**LE TEXTE**:
######

Etats-Unis-Irak

Les fausses fenêtres d’un départ

Charles-André Udry

Mardi 31 août 2010, officiellement, le président des Etats-Unis a «mis fin aux opérations de combats» en Irak. Obama déclarait à cette occasion: «C'est dans ce bureau que le président Bush a annoncé le début des opérations militaires en Irak, voici sept ans et demi. (...) Ce soir, je déclare que les missions de combat américaines sont terminées. C'est la fin de l'opération «Liberté en Irak.» Le nombre de soldats a été réduit à 50’000. Le retrait définitif devrait – le conditionnel est de rigueur – intervenir en 2011.

Les troupes états-uniennes devraient demeurer en Irak, avec pour mission, selon Barack Obama, de  «poursuivre les restes d'Al-Qaïda, protéger les services américains et, alors que les Irakiens feront des progrès politiques, d'entraîner les forces de sécurité irakiennes».

Obama a moins insisté sur le déplacement des troupes états-uniennes vers l’Afghanistan. La «stratégie de sortie» de ce pays, annoncée en mars 2009, a du plomb dans l’aile. Suite au limogeage, en juin 2010, du général Stanley McChrystal et son remplacement par un ancien de l’Irak, le général David Petraeus, le général français Vincent Desportes ne faisait pas dans la nuance: «La situation n'a jamais été pire. La doctrine de contre-insurrection traditionnelle, telle que l'a engagée McChrystal depuis un an, avec un usage restreint de l'ouverture du feu, des moyens aériens et de l'artillerie pour réduire les dommages collatéraux, ne semble pas fonctionner.» (Le Figaro, 8 juillet 2010). Le 4 juillet 2010, Petraeus jugeait la situation «fort critique».

######

**DONNÉES FOURNIES**:
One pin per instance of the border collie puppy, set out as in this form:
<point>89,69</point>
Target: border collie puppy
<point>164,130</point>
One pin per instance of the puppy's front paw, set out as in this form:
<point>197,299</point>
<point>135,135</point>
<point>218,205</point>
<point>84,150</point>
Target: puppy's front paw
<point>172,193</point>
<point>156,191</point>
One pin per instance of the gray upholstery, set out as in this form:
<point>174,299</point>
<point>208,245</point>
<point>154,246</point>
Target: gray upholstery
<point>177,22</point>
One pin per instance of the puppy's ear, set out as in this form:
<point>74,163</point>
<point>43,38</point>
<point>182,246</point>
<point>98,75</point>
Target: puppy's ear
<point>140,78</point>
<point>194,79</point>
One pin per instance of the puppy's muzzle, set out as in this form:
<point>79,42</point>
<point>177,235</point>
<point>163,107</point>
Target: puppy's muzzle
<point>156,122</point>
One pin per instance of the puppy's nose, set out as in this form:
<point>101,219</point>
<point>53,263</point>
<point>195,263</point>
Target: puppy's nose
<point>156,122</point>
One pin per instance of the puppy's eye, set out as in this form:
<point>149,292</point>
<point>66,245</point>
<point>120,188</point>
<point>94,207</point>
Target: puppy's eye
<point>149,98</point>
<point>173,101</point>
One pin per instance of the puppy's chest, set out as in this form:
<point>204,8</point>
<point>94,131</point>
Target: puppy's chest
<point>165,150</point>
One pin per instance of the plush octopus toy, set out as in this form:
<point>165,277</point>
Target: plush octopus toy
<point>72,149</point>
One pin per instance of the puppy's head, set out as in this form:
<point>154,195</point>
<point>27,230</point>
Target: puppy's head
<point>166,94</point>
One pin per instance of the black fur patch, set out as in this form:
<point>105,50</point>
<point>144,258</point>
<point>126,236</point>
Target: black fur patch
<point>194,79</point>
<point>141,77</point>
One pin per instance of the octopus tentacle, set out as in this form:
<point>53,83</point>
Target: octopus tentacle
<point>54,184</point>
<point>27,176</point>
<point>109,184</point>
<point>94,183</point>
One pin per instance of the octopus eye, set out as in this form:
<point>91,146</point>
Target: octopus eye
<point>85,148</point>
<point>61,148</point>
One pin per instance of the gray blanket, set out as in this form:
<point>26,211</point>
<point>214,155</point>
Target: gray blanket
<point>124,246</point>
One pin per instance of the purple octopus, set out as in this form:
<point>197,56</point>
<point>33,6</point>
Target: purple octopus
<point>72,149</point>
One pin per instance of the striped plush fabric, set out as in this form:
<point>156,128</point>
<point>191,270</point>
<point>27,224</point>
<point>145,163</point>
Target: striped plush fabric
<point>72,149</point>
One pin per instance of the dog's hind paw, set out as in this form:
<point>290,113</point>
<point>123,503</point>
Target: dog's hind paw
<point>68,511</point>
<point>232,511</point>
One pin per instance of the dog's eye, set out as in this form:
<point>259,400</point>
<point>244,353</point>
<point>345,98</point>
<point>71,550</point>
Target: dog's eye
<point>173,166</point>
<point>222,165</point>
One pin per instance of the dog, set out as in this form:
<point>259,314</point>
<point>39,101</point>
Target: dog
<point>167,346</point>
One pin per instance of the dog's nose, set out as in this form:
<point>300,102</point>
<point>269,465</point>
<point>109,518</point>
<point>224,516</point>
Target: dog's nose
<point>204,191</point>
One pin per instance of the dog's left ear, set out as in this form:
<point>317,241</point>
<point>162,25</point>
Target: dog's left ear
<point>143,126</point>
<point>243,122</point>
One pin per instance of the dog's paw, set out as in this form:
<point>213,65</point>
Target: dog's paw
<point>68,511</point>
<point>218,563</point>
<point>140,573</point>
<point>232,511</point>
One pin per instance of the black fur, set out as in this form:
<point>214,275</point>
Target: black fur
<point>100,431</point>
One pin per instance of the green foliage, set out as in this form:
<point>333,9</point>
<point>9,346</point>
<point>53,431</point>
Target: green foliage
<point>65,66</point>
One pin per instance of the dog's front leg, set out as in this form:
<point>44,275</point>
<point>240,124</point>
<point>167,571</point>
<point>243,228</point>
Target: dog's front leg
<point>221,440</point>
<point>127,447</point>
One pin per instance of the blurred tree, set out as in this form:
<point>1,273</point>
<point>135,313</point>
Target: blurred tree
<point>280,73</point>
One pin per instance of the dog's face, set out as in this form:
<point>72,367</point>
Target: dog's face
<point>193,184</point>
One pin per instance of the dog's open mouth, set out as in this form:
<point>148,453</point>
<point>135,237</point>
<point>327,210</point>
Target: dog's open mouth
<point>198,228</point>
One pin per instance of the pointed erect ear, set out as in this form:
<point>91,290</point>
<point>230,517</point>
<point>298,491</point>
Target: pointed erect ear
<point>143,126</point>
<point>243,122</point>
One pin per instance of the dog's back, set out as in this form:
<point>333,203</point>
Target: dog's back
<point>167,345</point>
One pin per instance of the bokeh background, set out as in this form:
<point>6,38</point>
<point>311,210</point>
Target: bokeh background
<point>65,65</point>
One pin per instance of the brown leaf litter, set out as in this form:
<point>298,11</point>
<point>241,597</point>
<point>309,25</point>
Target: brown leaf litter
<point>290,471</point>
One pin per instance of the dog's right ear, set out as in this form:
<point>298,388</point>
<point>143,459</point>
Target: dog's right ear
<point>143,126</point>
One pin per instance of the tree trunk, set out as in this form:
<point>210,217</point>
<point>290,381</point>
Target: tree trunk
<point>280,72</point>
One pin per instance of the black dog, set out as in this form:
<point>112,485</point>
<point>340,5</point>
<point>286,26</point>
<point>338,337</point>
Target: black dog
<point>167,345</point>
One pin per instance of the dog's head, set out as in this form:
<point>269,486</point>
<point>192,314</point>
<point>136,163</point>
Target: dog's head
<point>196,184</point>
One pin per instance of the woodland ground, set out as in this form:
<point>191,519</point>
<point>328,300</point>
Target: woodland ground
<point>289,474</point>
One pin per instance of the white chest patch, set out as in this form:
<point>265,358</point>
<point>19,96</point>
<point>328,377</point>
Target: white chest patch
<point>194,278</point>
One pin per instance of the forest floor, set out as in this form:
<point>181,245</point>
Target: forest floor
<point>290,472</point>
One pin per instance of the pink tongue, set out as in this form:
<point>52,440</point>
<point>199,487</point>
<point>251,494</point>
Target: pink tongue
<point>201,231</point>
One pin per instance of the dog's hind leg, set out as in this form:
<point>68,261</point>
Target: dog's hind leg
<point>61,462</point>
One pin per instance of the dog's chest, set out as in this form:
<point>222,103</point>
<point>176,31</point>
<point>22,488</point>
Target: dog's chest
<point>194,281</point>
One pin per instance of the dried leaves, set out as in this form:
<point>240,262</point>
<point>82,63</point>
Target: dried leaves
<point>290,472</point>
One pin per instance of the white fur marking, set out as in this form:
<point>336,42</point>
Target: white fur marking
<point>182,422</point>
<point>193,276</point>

######

**À FAIRE**: Dans le texte sur le retrait américain d'Irak, à combien le nombre de soldats a-t-il été réduit ? La liste n'a aucun rapport avec le texte.

**RÉPONSE**: Il a été réduit à 50’000 soldats.